59. L’expression "voie légale" figurant à l’article 5 1) de la CEDH a été interprétée comme incluant la procédure suivie par un tribunal lorsqu’il ordonne un placement en détention et les règles de droit régissant une arrestation. La Cour européenne des droits de l’Homme a indiqué que cette condition signifie que la procédure à suivre doit être conforme à la CEDH et au droit interne, et ne doit pas être arbitraire. L’exigence de "légalité" formulée dans cet article a été interprétée comme s’appliquant à la fois à la forme et au fond.

60. Dans le cadre de l’article 9 1) du PIDCP, le terme de "loi", figurant dans l’expression "conformément à la procédure prévu[ e] par la loi" doit être entendue dans un sens abstrait et général : il désigne aussi bien une loi votée par un Parlement, un texte équivalent, qu’une norme non écrite de la common law qui soit accessible aux personnes justiciables des juridictions en question. Le principe de légalité vise la régularité tant de la forme que du fond. Le contexte historique dans lequel s’inscrit l’article 9 1) est tel qu’il convient d’interpréter l’interdiction de l’arbitraire au sens large. Toute privation de liberté prévue par la loi ne peut être injuste, imprévisible, manifestement disproportionnée, discriminatoire, ou inappropriée compte tenu des circonstances de l’espèce. Aussi, pour déterminer si M. Dokmanovic a été arrêté dans les conditions prévues par l’article 5 1) de la CEDH et l’article 9 1) du PIDCP, il convient de se reporter au Statut et au Règlement du Tribunal pour vérifier que l’accusé a été arrêté de manière non arbitraire et "selon les voies légales", c’est-à-dire, en l’occurrence, conformément à la loi du Tribunal.

### Énoncé a
Convertissez en liste numérotée les lignes des enregistrements, de la ligne qui contient "of the bare" jusqu'à celle qui contient "pixel 360 465", toutes deux comprises. Omettez les lignes vides.
Le texte et les enregistrements n'ont aucun lien entre eux.

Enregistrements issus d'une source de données

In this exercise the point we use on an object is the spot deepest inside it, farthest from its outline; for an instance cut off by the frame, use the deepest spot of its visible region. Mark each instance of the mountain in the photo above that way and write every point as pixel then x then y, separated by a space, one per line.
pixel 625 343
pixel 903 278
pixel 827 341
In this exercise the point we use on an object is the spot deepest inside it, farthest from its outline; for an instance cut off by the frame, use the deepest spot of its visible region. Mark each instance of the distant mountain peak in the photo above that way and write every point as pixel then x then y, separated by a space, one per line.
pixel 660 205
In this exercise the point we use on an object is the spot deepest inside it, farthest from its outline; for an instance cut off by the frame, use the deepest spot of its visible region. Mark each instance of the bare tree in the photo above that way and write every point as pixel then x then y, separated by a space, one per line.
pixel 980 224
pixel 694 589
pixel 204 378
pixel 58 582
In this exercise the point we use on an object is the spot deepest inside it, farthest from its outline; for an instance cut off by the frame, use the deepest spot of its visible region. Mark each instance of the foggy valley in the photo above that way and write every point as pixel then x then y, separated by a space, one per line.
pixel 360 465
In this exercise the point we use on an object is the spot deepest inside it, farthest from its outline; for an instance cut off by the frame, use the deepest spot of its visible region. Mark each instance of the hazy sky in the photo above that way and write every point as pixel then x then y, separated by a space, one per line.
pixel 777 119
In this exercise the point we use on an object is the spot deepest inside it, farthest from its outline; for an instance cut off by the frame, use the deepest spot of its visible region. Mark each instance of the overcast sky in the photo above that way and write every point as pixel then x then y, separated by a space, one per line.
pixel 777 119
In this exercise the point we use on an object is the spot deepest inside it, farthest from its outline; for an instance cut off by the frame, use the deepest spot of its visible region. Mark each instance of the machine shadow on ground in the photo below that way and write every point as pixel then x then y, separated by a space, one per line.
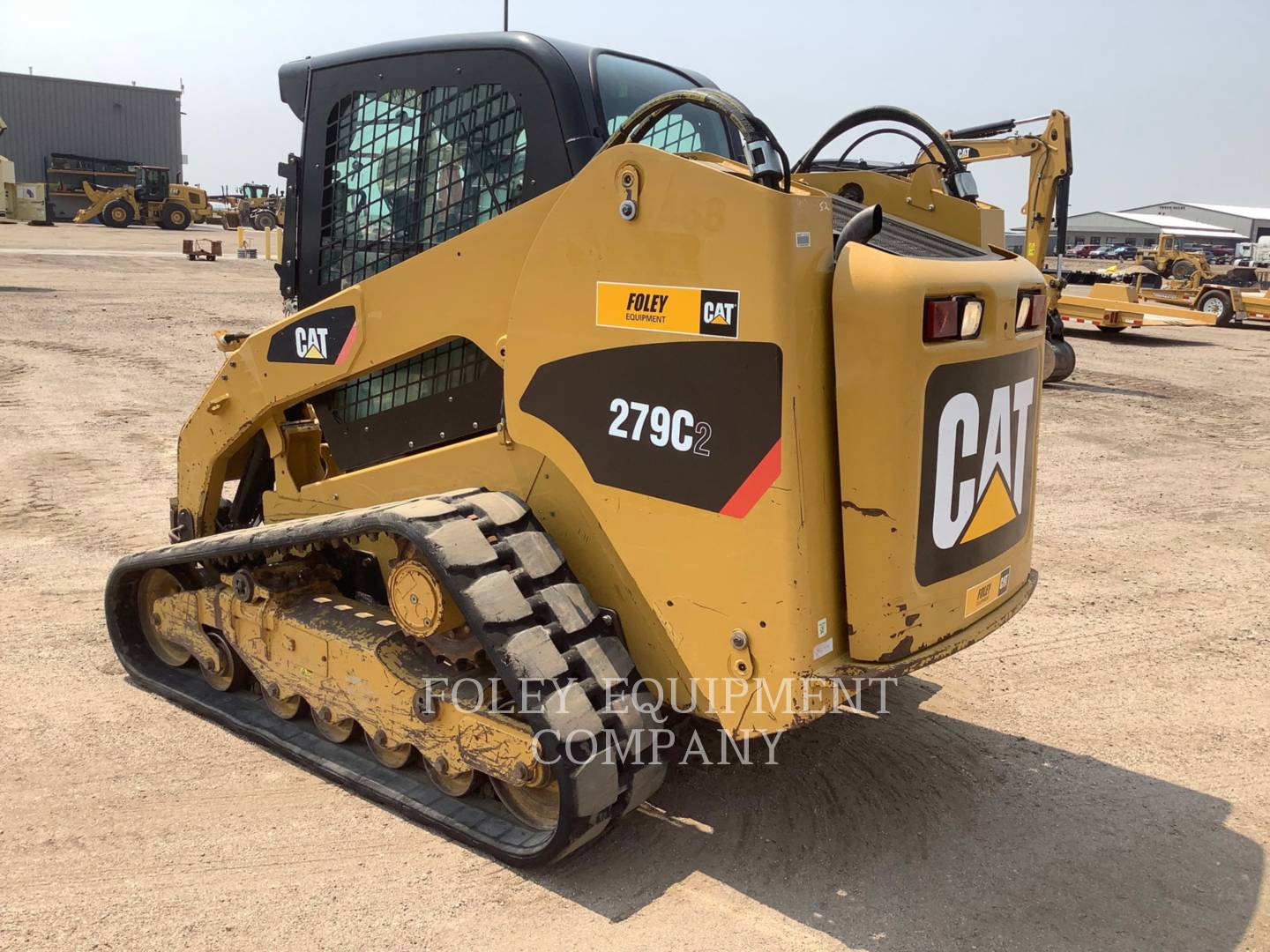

### Énoncé b
Dans l'extrait sur la légalité de la détention :
(i) À quoi s'applique l'exigence de « légalité » formulée à l'article 5 1) de la CEDH ?
(ii) Que désigne le terme « loi » dans le cadre de l'article 9 1) du PIDCP ?
(iii) À quels textes faut-il se reporter pour déterminer si M. Dokmanovic a été arrêté dans les conditions prévues par ces deux articles ?

### Solution rédigée a
1. In this exercise the point we use on an object is the spot deepest inside it, farthest from its outline; for an instance cut off by the frame, use the deepest spot of its visible region. Mark each instance of the bare tree in the photo above that way and write every point as pixel then x then y, separated by a space, one per line.
2. pixel 980 224
3. pixel 694 589
4. pixel 204 378
5. pixel 58 582
6. In this exercise the point we use on an object is the spot deepest inside it, farthest from its outline; for an instance cut off by the frame, use the deepest spot of its visible region. Mark each instance of the foggy valley in the photo above that way and write every point as pixel then x then y, separated by a space, one per line.
7. pixel 360 465

### Solution rédigée b
(i) Elle s'applique à la fois à la forme et au fond.
(ii) Il désigne aussi bien une loi votée par un Parlement, un texte équivalent, qu'une norme non écrite de la common law accessible aux personnes justiciables des juridictions en question.
(iii) Il faut se reporter au Statut et au Règlement du Tribunal.